> [Activity]
Please output the data exactly, without omitting anything.

> [Records provided]
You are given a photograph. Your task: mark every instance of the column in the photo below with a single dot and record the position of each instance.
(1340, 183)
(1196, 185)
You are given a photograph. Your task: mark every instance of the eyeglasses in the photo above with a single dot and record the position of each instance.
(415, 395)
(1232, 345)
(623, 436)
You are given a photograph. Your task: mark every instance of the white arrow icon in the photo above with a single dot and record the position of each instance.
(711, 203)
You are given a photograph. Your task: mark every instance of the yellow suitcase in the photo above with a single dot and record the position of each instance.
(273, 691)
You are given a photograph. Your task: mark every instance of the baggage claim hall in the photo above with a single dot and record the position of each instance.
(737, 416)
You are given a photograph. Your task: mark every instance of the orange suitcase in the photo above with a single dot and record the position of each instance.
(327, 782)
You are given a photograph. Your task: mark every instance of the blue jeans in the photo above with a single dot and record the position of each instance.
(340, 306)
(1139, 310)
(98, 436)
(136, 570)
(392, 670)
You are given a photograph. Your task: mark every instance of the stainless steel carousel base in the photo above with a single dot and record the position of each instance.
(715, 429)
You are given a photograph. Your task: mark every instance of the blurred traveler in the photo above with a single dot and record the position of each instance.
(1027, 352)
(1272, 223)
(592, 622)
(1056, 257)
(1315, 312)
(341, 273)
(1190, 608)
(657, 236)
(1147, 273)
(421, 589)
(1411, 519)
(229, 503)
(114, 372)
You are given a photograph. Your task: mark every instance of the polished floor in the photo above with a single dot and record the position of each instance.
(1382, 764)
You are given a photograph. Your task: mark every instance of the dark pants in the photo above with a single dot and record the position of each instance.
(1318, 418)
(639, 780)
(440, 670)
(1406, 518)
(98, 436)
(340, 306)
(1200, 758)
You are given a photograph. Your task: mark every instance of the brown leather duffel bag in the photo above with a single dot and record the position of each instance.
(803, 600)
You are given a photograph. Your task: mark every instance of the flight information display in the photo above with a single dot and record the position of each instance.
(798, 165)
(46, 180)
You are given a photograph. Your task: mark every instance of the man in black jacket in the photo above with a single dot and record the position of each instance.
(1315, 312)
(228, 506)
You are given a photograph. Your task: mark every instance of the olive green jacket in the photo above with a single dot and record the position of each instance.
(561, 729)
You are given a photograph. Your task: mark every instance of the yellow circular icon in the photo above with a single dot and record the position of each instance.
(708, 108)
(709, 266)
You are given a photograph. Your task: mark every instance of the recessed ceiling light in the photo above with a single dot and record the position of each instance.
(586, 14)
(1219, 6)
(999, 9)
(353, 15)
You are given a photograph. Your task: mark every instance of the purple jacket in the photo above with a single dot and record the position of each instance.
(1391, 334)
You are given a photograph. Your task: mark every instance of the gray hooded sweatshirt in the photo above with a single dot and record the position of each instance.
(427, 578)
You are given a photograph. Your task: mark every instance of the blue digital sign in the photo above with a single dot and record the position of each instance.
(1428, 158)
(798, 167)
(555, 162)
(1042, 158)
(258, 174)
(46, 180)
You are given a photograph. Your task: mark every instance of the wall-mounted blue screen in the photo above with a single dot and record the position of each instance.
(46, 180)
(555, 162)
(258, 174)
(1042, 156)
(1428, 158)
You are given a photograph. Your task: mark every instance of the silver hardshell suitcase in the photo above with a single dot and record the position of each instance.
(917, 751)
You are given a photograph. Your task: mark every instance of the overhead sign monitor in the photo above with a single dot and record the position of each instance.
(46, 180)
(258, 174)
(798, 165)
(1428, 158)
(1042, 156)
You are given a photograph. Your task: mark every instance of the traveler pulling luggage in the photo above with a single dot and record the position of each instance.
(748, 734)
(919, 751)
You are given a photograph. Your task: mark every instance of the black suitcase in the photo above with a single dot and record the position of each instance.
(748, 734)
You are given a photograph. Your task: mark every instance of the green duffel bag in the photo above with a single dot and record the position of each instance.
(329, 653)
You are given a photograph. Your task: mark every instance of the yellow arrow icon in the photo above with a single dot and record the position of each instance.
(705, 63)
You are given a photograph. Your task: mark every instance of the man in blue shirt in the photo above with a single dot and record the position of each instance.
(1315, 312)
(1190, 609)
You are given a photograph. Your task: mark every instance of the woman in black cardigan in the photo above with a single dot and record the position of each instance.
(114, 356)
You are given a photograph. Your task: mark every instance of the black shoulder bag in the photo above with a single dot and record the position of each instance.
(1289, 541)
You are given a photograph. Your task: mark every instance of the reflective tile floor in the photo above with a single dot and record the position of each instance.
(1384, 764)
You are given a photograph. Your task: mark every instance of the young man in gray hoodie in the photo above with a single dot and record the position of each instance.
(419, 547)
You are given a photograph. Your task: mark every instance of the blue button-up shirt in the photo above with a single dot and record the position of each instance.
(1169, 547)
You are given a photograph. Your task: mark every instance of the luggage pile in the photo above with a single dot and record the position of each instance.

> [Task result]
You are given a photograph. Your task: mark every instance of the column in the photo below with a single dot and record the position of each instance.
(1340, 183)
(1196, 185)
You are given a photograph. Your task: mark every instance of the eyeglasses in the photo above with a single dot and record the position of each instance.
(415, 395)
(1232, 345)
(623, 436)
You are given a photograph. Your task: mark every instance of the white arrow icon in the photo above with a single dot and record the position of each instance.
(711, 203)
You are given a photograph. Your task: mark every instance of the yellow suitcase in the photo above with a single dot and record the position of each instance.
(273, 691)
You are given a photograph. Your task: mark every instance of the baggage claim hall in the photo above with a single dot and record the position of each instance.
(737, 416)
You are given a photograph. Your task: mark every instance of the orange suitcase in the photo above with a single dot and record the position of each instance.
(327, 782)
You are given a photograph. Your task: mark every instance of the blue jeans in the photo above with a single dot and record the position of each instance.
(340, 306)
(1139, 310)
(98, 436)
(136, 570)
(392, 670)
You are given a photograph. Your task: mark every instance of the stainless steel carousel base in the photo above with a single dot and record the position of each instance.
(715, 429)
You are given a photograph. Your task: mark every instance of the blurred traveler in the photo above with a single dot and record the position of each instance.
(1027, 352)
(1272, 223)
(592, 622)
(1056, 257)
(1315, 312)
(341, 273)
(1190, 608)
(657, 236)
(1147, 273)
(421, 589)
(1411, 519)
(229, 503)
(114, 372)
You are given a photograph. Your task: mark every instance of the polished floor in the photo above with a single dot and record the position of each instance.
(1382, 764)
You are given a photograph. Your task: mark every instance of the dark pants in the photo above with a single dot and record the position of each instance.
(1318, 418)
(639, 780)
(440, 670)
(1406, 518)
(98, 436)
(340, 306)
(1200, 758)
You are given a photograph. Your task: mark every instance of the brown leather duffel bag in the photo above with a single dot and record the position of each instance.
(803, 600)
You are given a photograph. Your task: mark every instance of the flight information display in the photo above with a single dot and record the position of each instance.
(798, 165)
(46, 180)
You are given a photograph. Your task: mark every instance of the man in black jacket in the photo above with a single dot and record the position of each instance.
(1315, 312)
(228, 506)
You are given a photograph. Your task: mark every instance of the olive green jacket in the photo above with a single dot and record the position of each instance.
(561, 729)
You are given a photograph. Your task: mark every instance of the yellow circular icon in the photo above with a single dot and record the position of each instance.
(708, 108)
(709, 266)
You are given a photograph. Your task: mark every instance of the recessed ceiling light in the photo above with a single dot and record the position of each instance.
(586, 14)
(1219, 6)
(999, 9)
(353, 15)
You are given a photograph. Your task: mark every instance of the purple jacket in the photo above with a single dot and record the position of each instance.
(1391, 334)
You are given a photograph. Your task: mark every instance of the gray hooded sweatshirt in the photo above with a single dot and record the position of each instance.
(427, 578)
You are given a photograph. Your task: mark every instance of the blue digital sign in the photo above with a single dot and record the position of each instance.
(1428, 158)
(798, 167)
(555, 162)
(1042, 158)
(258, 174)
(46, 180)
You are given a photograph. Your task: mark every instance of the wall-mounted blue screen in the photo above with a single dot and record the position of each instance.
(46, 180)
(555, 162)
(258, 174)
(1042, 156)
(1428, 158)
You are given a photograph. Your task: mark every instance of the silver hardshell suitcase in the photo above with a single dot and record the position of each instance.
(917, 751)
You are given a photograph. Your task: mark every instance of the overhead sign monitor in the photo above with a single dot and record the position of each instance.
(46, 180)
(258, 174)
(798, 165)
(1428, 158)
(1042, 156)
You are given a photograph. Your task: mark every instance of the traveler pulling luggage in the photo above with a single dot and record the position of each instance.
(748, 734)
(919, 751)
You are given a photograph. Your task: mark every instance of the black suitcase in the photo above with a single dot and record the position of each instance.
(748, 734)
You are given a photograph. Your task: mark every instance of the green duffel bag in the photo above with a single dot and record the position of each instance.
(329, 653)
You are given a photograph. Your task: mark every instance of the yellow arrow icon in the photo above with a single dot and record the position of each instance.
(705, 63)
You are given a photograph. Your task: mark every instance of the man in blue shirt in the photo above with a single dot and record the position of each instance.
(1315, 312)
(1190, 609)
You are given a photograph. Your task: mark every instance of the woman in black cardigan in the photo above with a single dot and record the position of each instance.
(114, 356)
You are given a photograph. Your task: mark every instance of the black shoulder bag in the photo above with a single dot and record the position of each instance.
(1289, 541)
You are given a photograph. Your task: mark every instance of the reflective tile floor in the photo above with a single dot and record the position of each instance.
(1384, 764)
You are given a photograph. Your task: mark every instance of the young man in gray hoodie in the photo above with a single dot and record the position of each instance.
(419, 547)
You are given a photograph. Your task: mark every instance of the blue button-up shirt in the photo above with a single dot and record the position of each instance.
(1169, 547)
You are given a photograph. Your task: mark every instance of the luggage pile in the photo above with a single dot and record the position of each instance.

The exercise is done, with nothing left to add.